** begin **
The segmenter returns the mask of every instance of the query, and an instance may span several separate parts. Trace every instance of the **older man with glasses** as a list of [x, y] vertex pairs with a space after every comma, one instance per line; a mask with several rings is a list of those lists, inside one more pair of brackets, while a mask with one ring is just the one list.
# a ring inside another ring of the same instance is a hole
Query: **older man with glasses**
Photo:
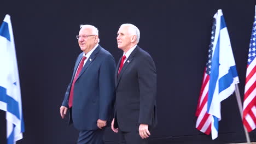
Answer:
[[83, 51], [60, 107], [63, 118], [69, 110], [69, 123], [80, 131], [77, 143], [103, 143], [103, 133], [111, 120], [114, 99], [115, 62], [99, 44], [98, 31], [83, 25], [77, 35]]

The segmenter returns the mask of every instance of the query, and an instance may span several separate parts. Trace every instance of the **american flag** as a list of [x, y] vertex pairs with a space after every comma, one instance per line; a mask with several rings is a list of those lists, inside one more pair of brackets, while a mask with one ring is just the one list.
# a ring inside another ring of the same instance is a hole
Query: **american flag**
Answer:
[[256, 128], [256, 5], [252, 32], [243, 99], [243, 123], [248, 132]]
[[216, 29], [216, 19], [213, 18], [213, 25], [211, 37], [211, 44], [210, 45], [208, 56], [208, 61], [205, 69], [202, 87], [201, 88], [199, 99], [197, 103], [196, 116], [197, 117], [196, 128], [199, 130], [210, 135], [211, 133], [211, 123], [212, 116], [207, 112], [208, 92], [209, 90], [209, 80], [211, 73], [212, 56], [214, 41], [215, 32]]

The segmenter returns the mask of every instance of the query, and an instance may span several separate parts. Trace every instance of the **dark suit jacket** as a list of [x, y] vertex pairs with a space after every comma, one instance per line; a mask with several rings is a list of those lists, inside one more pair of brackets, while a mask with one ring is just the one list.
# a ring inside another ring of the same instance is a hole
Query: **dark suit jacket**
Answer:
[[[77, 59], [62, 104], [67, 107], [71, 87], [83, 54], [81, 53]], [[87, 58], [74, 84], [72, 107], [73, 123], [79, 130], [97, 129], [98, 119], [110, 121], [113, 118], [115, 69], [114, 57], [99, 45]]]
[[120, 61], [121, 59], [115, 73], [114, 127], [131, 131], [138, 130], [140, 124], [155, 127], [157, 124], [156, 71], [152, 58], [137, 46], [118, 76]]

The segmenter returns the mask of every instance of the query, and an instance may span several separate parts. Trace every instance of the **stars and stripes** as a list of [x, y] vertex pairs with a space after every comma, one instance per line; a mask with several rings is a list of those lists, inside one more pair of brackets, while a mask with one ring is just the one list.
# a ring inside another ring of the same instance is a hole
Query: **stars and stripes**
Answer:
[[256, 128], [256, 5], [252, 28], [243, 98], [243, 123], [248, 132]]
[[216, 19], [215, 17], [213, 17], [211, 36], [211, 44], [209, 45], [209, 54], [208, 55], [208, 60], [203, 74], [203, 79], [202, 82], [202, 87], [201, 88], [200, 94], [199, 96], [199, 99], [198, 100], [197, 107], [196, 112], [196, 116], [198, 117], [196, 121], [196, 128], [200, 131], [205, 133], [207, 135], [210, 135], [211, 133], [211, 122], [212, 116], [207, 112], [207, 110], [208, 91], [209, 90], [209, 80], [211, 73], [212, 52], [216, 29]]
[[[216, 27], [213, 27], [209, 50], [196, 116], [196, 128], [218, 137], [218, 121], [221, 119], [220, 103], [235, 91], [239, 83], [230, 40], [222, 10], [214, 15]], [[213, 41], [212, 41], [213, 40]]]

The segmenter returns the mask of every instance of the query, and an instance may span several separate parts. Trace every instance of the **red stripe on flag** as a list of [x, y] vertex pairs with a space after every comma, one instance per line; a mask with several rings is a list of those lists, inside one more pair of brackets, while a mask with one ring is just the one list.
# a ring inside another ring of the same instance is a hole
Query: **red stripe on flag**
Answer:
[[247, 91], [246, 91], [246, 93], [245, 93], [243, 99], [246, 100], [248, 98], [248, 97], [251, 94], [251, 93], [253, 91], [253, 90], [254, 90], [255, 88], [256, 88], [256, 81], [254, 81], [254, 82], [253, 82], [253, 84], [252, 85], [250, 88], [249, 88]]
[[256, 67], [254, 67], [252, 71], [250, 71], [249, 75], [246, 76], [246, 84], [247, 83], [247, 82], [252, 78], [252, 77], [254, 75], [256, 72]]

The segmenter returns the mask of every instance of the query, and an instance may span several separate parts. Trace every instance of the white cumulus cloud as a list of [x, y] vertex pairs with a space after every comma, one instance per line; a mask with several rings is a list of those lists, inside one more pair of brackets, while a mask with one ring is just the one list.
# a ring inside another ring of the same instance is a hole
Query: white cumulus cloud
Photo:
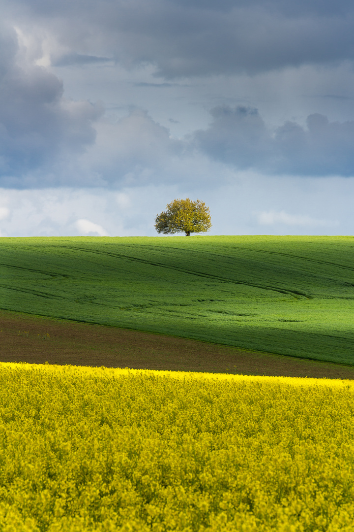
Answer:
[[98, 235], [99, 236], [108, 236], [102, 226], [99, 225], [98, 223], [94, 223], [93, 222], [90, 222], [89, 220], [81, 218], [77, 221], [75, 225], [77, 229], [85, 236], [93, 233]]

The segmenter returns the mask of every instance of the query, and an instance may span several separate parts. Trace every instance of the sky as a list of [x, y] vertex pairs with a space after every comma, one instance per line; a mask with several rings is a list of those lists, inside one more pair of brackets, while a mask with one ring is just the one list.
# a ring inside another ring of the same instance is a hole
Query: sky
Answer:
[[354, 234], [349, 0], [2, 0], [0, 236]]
** end **
** begin **
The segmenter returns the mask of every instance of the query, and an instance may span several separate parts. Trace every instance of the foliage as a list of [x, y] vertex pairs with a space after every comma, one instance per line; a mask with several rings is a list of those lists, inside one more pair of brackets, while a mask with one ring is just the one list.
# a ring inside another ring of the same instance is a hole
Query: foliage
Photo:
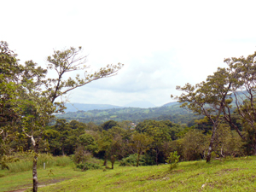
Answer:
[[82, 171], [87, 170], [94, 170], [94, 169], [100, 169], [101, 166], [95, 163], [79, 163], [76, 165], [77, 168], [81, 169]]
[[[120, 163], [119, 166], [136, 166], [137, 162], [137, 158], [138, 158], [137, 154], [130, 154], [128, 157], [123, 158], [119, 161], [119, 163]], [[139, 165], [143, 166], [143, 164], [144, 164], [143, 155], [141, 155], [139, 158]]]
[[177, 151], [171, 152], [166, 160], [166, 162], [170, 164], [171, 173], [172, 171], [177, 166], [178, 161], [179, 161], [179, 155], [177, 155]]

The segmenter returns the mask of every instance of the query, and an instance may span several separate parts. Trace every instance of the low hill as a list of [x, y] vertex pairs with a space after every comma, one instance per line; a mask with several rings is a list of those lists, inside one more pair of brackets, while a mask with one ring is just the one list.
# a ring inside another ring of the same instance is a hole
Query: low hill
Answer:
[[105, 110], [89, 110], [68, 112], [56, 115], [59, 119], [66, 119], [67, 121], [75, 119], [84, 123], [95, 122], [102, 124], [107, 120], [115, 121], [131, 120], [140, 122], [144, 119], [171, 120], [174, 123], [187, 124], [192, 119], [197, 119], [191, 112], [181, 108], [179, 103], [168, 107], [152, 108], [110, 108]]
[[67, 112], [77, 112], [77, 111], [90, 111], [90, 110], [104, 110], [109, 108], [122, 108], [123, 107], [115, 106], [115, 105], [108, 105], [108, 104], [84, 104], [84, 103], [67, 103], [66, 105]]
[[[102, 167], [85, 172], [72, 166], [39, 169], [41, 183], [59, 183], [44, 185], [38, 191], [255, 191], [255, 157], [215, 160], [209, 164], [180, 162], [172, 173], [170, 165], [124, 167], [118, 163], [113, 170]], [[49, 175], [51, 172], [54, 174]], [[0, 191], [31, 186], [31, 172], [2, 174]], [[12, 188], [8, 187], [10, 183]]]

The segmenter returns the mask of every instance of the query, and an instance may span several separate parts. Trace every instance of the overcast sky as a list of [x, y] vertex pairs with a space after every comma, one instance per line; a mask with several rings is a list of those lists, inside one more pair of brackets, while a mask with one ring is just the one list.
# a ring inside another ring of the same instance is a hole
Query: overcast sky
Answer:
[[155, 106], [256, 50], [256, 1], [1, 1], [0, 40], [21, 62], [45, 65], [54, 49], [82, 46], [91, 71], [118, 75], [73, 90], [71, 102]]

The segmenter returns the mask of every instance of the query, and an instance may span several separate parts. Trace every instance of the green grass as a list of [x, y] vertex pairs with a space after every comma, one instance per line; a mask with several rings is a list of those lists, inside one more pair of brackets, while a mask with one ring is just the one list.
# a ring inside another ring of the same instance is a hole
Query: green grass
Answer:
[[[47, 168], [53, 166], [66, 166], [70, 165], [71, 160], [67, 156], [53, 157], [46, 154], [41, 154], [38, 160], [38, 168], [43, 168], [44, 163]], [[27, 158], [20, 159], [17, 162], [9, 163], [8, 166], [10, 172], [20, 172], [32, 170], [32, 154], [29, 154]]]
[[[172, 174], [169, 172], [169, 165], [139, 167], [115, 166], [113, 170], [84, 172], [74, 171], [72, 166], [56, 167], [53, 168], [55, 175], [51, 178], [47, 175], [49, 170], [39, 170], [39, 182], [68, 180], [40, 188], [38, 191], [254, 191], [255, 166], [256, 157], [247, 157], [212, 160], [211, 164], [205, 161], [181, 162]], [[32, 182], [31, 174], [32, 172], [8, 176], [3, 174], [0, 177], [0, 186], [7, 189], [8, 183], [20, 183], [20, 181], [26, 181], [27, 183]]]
** end **
** begin **
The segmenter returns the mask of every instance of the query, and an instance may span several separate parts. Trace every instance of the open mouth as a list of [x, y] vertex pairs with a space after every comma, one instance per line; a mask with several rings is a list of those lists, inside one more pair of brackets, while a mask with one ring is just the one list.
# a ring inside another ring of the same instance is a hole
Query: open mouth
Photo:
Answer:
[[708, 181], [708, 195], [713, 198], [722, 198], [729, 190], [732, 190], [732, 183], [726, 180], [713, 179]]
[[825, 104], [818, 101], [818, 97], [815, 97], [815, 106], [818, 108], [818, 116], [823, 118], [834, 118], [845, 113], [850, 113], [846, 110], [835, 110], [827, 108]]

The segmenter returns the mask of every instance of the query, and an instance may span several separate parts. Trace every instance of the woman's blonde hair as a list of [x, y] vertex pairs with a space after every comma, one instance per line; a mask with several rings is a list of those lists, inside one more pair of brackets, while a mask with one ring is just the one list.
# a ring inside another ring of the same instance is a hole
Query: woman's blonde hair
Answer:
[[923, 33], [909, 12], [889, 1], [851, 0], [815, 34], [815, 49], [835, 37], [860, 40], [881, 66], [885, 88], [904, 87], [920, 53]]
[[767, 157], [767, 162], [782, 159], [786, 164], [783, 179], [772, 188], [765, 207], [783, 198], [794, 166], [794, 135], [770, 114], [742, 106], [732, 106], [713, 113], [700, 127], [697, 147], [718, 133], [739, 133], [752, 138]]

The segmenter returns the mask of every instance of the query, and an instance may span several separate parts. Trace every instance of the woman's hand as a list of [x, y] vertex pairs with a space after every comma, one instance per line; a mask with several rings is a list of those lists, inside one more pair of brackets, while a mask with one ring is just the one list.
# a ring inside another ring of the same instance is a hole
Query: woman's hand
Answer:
** end **
== Instructions for the task ==
Which lines of the data above contain the word "green"? Gather each of them in full, treating uppercase and lowercase as different.

== Exercise answer ==
The segmenter returns the mask of every instance of the query, and an instance may span several separate parts. Trace every instance of the green grass as a list of [x, y] vertex pairs with a space after every comma, one instance per line; a mask with several rings is a list of those lists, inside one more pair of brackets, while a mask with one ring is just the one list.
Query: green grass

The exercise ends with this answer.